*** Block opens ***
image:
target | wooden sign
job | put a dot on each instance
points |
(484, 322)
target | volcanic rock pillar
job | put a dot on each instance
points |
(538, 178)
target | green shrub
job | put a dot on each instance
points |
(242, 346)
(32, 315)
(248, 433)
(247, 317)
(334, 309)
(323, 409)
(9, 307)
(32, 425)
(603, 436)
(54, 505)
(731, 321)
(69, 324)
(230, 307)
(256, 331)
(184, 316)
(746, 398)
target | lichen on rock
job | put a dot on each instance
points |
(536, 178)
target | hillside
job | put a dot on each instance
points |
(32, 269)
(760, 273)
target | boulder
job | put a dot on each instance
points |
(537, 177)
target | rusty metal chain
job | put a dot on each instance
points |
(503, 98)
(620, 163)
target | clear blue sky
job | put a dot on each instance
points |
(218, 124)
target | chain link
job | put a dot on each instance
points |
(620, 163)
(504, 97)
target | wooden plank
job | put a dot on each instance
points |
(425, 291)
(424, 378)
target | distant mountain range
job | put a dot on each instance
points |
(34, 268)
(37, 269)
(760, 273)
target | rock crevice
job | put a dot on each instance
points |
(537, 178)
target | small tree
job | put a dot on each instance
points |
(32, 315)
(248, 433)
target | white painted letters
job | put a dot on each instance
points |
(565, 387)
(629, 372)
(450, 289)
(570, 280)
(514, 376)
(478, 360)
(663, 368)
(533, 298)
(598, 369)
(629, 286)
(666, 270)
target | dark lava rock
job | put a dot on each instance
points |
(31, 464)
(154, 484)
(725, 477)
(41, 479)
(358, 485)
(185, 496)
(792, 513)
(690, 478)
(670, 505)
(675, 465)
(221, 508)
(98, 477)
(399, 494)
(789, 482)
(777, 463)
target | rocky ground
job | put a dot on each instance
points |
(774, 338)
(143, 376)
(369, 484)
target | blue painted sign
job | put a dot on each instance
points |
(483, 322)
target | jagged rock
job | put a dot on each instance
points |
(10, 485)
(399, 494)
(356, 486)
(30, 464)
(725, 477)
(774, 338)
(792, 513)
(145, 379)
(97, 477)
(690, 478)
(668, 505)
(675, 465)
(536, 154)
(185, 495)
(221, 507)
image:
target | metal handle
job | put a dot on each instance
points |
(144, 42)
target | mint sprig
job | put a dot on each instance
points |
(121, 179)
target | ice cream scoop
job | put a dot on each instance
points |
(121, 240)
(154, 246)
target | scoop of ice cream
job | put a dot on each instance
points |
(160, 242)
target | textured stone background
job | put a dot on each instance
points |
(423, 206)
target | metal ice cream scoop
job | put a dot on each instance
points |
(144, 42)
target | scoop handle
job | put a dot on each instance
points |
*** Block closes ***
## DIRECTIONS FOR THIS TASK
Exactly as it appears above, write out the complete listing.

## EXPECTED OUTPUT
image:
target | wooden sign
job | put a dot on each instance
points |
(484, 322)
target | volcanic rock pillar
job | put a dot on each instance
points |
(538, 178)
target | green shrub
job | put a dot on each instance
points |
(242, 346)
(32, 315)
(248, 433)
(247, 317)
(334, 309)
(323, 409)
(9, 307)
(32, 425)
(603, 436)
(54, 505)
(731, 321)
(69, 324)
(230, 307)
(256, 331)
(184, 316)
(746, 398)
target | lichen on rock
job | put a dot on each instance
points |
(536, 178)
target | hillside
job | put a dot on each instance
points |
(32, 269)
(760, 273)
target | boulder
job | put a dot on each instance
points |
(537, 177)
target | rusty metal chain
job | put a dot on each instance
points |
(503, 98)
(620, 163)
target | clear blue sky
job | put a dot on each instance
points |
(218, 124)
target | chain link
job | put a dot on each instance
points |
(620, 163)
(504, 97)
target | wooden plank
job | put a dot on each instance
points |
(425, 291)
(424, 378)
target | distant mountain range
job | put a dot on each instance
points |
(34, 268)
(37, 269)
(760, 273)
target | rock crevice
job | put a dot on each instance
points |
(537, 178)
target | small tree
job | put a dot on each instance
points |
(32, 315)
(248, 433)
target | white painted letters
job | put a dot on each instance
points |
(565, 387)
(629, 372)
(450, 289)
(570, 280)
(514, 376)
(478, 360)
(663, 368)
(533, 298)
(598, 369)
(629, 286)
(666, 270)
target | dark lava rock
job | put a dot on each instance
points |
(31, 464)
(154, 484)
(725, 477)
(41, 479)
(358, 485)
(185, 496)
(792, 513)
(690, 478)
(670, 505)
(675, 465)
(221, 508)
(98, 477)
(399, 494)
(789, 482)
(777, 463)
target | rocky ground
job | put a dot on each instance
points |
(774, 338)
(143, 376)
(369, 484)
target | blue painted sign
job | put a dot on each instance
points |
(483, 322)
target | jagged rock
job | put a dot on each instance
points |
(10, 485)
(399, 494)
(356, 486)
(30, 464)
(725, 477)
(774, 338)
(792, 513)
(145, 379)
(97, 477)
(690, 478)
(668, 505)
(675, 465)
(536, 154)
(185, 495)
(221, 507)
image:
target | metal handle
job | put a dot on each instance
points |
(144, 42)
target | mint sprig
job | put a dot on each instance
points |
(121, 179)
target | ice cream scoop
job | put a dot on each instance
points |
(121, 240)
(154, 246)
target | scoop of ice cream
job | put a dot on each instance
points |
(160, 242)
target | textured stone background
job | put a dot on each instance
points |
(423, 206)
target | metal ice cream scoop
job | put a dot on each instance
points |
(144, 42)
target | scoop handle
job | put a dot on each instance
points |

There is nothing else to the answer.